Content starts

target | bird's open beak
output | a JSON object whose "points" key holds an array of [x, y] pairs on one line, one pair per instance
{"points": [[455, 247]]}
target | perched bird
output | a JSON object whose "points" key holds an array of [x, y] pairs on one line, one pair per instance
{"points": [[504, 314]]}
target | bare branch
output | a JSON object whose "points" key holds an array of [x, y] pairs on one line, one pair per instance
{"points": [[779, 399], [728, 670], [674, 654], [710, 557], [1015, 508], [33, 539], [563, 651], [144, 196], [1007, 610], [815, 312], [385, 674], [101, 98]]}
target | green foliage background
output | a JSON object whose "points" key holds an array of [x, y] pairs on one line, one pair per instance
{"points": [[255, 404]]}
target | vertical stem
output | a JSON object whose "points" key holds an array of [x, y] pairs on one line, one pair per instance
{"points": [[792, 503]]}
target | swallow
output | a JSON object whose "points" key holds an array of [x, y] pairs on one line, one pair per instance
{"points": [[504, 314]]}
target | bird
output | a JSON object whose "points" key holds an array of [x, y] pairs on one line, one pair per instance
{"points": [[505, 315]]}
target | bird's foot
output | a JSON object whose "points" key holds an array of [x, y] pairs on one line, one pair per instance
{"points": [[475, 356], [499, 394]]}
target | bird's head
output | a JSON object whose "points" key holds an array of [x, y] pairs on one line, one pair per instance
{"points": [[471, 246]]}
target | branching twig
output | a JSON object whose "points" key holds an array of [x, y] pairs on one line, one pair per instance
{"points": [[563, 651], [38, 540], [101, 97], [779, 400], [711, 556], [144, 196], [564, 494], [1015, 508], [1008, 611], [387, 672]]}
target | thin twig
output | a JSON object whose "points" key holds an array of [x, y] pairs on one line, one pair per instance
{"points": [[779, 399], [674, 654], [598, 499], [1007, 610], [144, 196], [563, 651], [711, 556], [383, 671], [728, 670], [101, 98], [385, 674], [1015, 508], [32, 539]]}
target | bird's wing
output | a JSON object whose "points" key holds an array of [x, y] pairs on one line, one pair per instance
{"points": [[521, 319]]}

Content ends

What the task requires: A bare number is the whole answer: state how many lines in the data above contain "bird".

Written response: 6